▶ **Written problem**
Copy all of the lines below again, including the requests. Multiply each point coordinate in the answers by 0.25 and round it to a whole number, with halves rounded up. Keep the numbers in the requests and in their sample formats unchanged, and leave the pictures out.
┌─ Data supplied
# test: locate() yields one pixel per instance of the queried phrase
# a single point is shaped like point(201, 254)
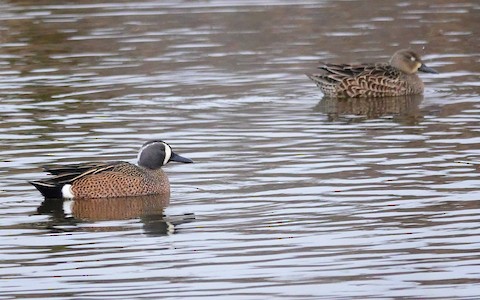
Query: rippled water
point(290, 196)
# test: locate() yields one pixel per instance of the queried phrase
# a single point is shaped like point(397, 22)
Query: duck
point(398, 77)
point(112, 179)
└─
▶ **The result**
# test: locate() yields one pixel per instance of the queried phrase
# a single point is shaped like point(201, 254)
Query: rippled water
point(73, 49)
# test: locate() yields one pixel per instance of the queried phrase
# a single point is shaped like point(397, 22)
Query: duck
point(100, 19)
point(28, 45)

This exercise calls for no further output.